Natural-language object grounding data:

___

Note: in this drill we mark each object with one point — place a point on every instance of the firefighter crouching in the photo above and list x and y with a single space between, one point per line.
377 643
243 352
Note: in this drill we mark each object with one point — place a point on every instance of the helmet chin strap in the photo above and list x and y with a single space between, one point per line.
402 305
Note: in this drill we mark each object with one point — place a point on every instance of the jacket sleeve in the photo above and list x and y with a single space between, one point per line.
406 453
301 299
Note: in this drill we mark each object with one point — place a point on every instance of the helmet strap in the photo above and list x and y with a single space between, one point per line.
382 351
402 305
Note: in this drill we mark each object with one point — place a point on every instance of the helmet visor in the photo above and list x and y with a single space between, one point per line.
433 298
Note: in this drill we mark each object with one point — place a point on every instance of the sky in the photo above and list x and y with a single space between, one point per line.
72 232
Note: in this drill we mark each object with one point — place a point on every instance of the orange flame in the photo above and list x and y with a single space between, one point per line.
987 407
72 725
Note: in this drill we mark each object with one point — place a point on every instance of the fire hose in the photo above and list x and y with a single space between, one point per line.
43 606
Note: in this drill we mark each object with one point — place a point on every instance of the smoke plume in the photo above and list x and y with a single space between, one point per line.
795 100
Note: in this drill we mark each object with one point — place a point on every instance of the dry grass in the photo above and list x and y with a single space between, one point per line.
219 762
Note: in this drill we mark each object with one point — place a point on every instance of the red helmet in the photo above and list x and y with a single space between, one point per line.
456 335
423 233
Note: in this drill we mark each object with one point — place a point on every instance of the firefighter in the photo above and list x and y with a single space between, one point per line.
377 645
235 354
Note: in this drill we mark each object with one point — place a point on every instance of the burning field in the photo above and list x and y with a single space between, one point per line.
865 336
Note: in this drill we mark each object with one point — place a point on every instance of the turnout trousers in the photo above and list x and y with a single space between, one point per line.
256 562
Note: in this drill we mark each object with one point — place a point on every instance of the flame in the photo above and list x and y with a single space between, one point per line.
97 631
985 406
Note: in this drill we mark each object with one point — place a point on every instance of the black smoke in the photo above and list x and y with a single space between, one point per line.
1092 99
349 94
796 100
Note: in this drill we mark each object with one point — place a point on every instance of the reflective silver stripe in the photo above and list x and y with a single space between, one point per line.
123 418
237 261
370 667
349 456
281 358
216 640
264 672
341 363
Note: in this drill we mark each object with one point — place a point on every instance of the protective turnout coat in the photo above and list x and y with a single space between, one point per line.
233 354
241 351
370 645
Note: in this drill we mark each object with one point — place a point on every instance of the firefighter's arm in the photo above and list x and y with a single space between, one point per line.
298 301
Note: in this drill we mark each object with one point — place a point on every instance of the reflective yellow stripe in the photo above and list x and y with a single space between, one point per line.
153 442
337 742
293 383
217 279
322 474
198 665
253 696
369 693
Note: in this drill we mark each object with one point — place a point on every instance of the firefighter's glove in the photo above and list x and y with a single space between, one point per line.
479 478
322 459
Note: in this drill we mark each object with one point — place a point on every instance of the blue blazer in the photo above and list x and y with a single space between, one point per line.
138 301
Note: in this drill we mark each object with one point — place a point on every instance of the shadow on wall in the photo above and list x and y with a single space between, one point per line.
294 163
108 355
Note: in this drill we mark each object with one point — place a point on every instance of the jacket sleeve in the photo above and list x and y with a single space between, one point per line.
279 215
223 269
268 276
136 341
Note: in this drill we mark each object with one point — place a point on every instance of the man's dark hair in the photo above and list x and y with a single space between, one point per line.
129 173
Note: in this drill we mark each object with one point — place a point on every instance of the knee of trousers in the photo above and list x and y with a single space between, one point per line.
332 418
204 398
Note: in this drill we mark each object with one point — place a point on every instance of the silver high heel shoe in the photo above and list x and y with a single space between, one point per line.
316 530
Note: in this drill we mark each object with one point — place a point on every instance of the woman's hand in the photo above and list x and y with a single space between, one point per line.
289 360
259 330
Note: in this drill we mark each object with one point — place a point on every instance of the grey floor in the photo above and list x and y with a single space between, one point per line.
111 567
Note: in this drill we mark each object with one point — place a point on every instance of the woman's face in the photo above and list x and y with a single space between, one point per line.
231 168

___

The response should be the lines from the one containing "of the man's" through the last line of the data, set down exactly and with no other line.

OUTPUT OF THE TASK
Note: in this drill we mark each object with one point — place a point on every instance of the man's dark hair in the photo above and list x and y with a single space between, one point per line.
129 173
Note: in this drill we mark each object with one point — place a point on every instance of the knee of trousers in the photo above and list x and y with a single space between, one point per line.
332 418
204 398
Note: in this drill we mark each object with one point — place a point on every instance of the silver high heel shoe in the photo above and list x and y with a single space between, one point per line.
316 530
Note: in this drill we mark each object with one point — place a point on every instance of the woman's hand in the photo above and list x and y with a single space between, one point per line.
289 360
259 330
Note: in this drill we mark each object with one point — place a point on every instance of the grey floor in the photo above and list x and y with a single space between, one point per line.
111 567
Note: in this drill we mark each object with one point — place a point on every instance of the woman's face in the photo above and list x and y with a single space between, one point per line.
231 168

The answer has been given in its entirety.